• [TEXTO MOSTRADO]:

"""

Catalina de Foix y su marido, Juan de Albret, firmaron el 17 de julio de ese mismo año el tratado de Blois, supuestamente secreto, con Luis XII, por el que entraban en guerra contra la Liga Santa. Las negociaciones para lograr dicha alianza se habían prolongado durante más de dos meses y el Rey Católico estaba al tanto de ellas. Al abandonar su neutralidad, los Albret fueron en seguida excomulgados y destituidos del trono por el Pontífice Julio II. Y Fernando, que había seguido los preparativos del acuerdo desde el principio, publicó un resumen del mismo antes de pasar a la acción. Hay que indicar, además, que este tratado ofensivo, se firmó de espaldas al reino navarro y sin ser ni siquiera notificado a las Cortes.

Dos días después, un ejército compuesto por navarros, vascos y aragoneses, entró desde Álava por el valle de la Burunda. Mandado por el Duque de Alba y el Conde de Lerín, dichas fuerzas encontraron muy poca resistencia y el 23 de julio avistaron Pamplona. Ese mismo día por la tarde Juan de Albret abandonó la capital navarra. El día siguiente, 24, los procuradores de la ciudad solicitaron al Duque que se respetaran todas las instituciones del Reino, a lo cual accedió este, en la medida de sus atribuciones. La solemnidad de Santiago Apóstol, Patrono de España, de aquel año de 1512, se tomó posesión de Pamplona en nombre de Don Fernando el Católico. Pocos días más tarde, el Duque de Alba juró el primer acuerdo, antes citado, siendo este confirmado poco más tarde por Don Fernando personalmente.

En aquellos días lo más urgente era completar los trámites militares. En realidad solo hubo unas pocas resistencias localizadas: Sangüesa, por donde se había retirado Juan de Albret, se mantuvo en armas hasta el 11 de agosto; Viana, hasta el 18 del mismo mes. Los agramonteses, partidarios de los Albret, eran fuertes en la Ribera. Algunos nobles de aquel bando se reunieron en Tudela con el destacamento de la ciudad y resistieron hasta el 8 de septiembre, siendo esta localidad el último lugar en rendirse. Puede decirse que, en la práctica, Navarra se entregó al ejército del Duque de Alba, lo cual resulta más exacto que hablar de una guerra, pues fue un auténtico paseo militar: no hubo batallas campales, se respetó a la población y los asedios se resolvieron con rendiciones condicionales.

"""

• [EXTRACTO DE DATOS]:
"""

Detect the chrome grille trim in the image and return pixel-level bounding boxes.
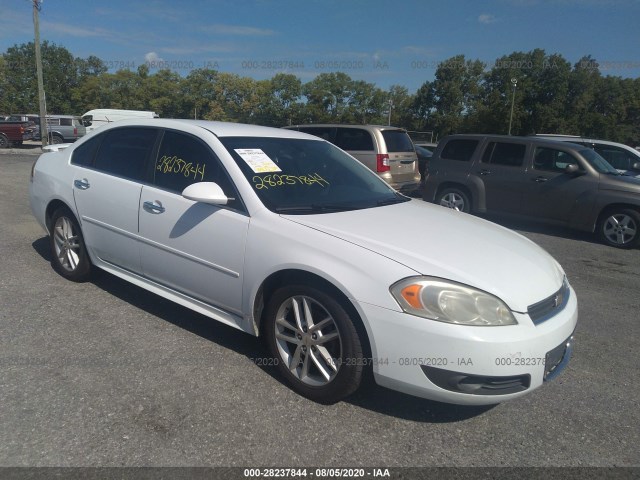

"""

• [LO QUE HARÁS]:
a) Responde estas preguntas sobre el texto de la conquista de Navarra:
(i) ¿Qué tratado firmaron Catalina de Foix y Juan de Albret con Luis XII el 17 de julio?
(ii) ¿Qué día avistó Pamplona el ejército mandado por el Duque de Alba y el Conde de Lerín?
(iii) ¿Qué localidad fue el último lugar en rendirse y en qué fecha lo hizo?
b) Prolonga el texto sobre la conquista de Navarra a partir de su última oración.

• [LAS RESPUESTAS]:
a)
(i) El tratado de Blois.
(ii) El 23 de julio.
(iii) Tudela, el 8 de septiembre.

b)
La respuesta de Luis XII no se hizo esperar. En octubre, tres ejércitos franceses atacaron simultáneamente: uno de ellos se dirigió contra Guipúzcoa, para evitar que se pudiera socorrer al ejército del Duque desde allí, mientras los otros dos penetraban en Navarra. No consiguieron tomar Pamplona, pero durante el asedio, las tropas de Luis XII y Juan de Albret cometieron toda clase de robos, violaciones e incluso sacrilegios, con lo que se desprestigió completamente la causa de aquel. Ni en esta ocasión ni en las siguientes se produjo ningún movimiento en parte alguna del reino a favor de Juan y Catalina. A primeros del mes de diciembre comenzó la retirada de las tropas de Luis XII, las cuales se habían comportado como invasores en territorio enemigo, aunque hoy día la propaganda nacionalista y los medios de comunicación se empeñen en presentar los hechos al revés de cómo sucedieron en realidad.

Una vez terminadas las operaciones militares, Don Fernando se consagró a gobernar el viejo reino pirenaico y lo primero que hizo fue nombrar un virrey con la misión de convocar las Cortes unificadas, las cuales se celebraron en Pamplona el 23 de marzo de 1513. Allí juró los Fueros y fue proclamado y reconocido como Rey de Navarra. Las Cortes de Navarra volvieron a reunirse anualmente y a funcionar con normalidad desde aquella fecha[7].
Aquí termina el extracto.